-- start Document --

Well, the problem is that I'd say PL/SQL isn't a good choice of language to
implement a web templating engine. And the web framework selection is ...
lacking. And its hard to hire engineers who know PL/SQL.

But even if the database has a native JS engine or something there's also a
separation of concerns problem here. But if the database simply exposed an
event stream and versioning information from queries, we could write our
applications in whatever language we want. They can listen on the database's
event stream and invalidate caches or eagerly re-render the app as data
changes. And if you have a kafka-style event log they can live on other
machines and run in separate processes.

From any angle I think the samza/datomic model is simply a much nicer
architecture to do this sort of thing. More ergonomic than the pl/sql
approach, and certainly much nicer than what we have now using databases as
dumb stores.

------
Spooky23
I think the author failed to educate himself.

Databases are a miracle product. If you think of an application as a car, the
database is the engine.

-- end Document --
-- start Information provided --

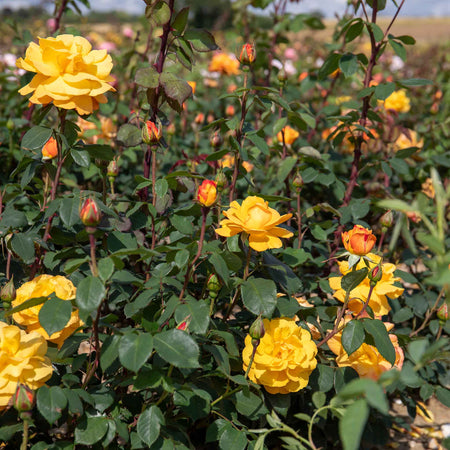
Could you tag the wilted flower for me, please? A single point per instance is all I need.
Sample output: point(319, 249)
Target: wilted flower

-- end Information provided --

■ Work instructions ■
1) In the forum discussion about databases, what part of a car does the second commenter compare the database to?
2) Quote the passage of the forum discussion about databases starting at "But even if" and ending at "in separate processes.".
3) Write what comes next in the forum discussion about databases, continuing from its final sentence.
The data bear no relation to the forum discussion about databases.

■ Task results ■
1) The engine.

2)
But even if the database has a native JS engine or something there's also a
separation of concerns problem here. But if the database simply exposed an
event stream and versioning information from queries, we could write our
applications in whatever language we want. They can listen on the database's
event stream and invalidate caches or eagerly re-render the app as data
changes. And if you have a kafka-style event log they can live on other
machines and run in separate processes.

3)
The idea that you have a platform that can do everything without the
abstraction of a separate data storage/query platform, that exists too. I'd
argue that FileMaker, Lisp, MUMPS, and a few others basically do this in
different ways. I used to be a DBA at a company where the entire company ran
on Informix 4GL code (which was sort of like the Informix version of PL/SQL)
within the database. Also a similar approach.

But... they also have significant drawbacks. You're permamently married to
that app/database stack. If any component of the system doesn't scale...
you're fucked.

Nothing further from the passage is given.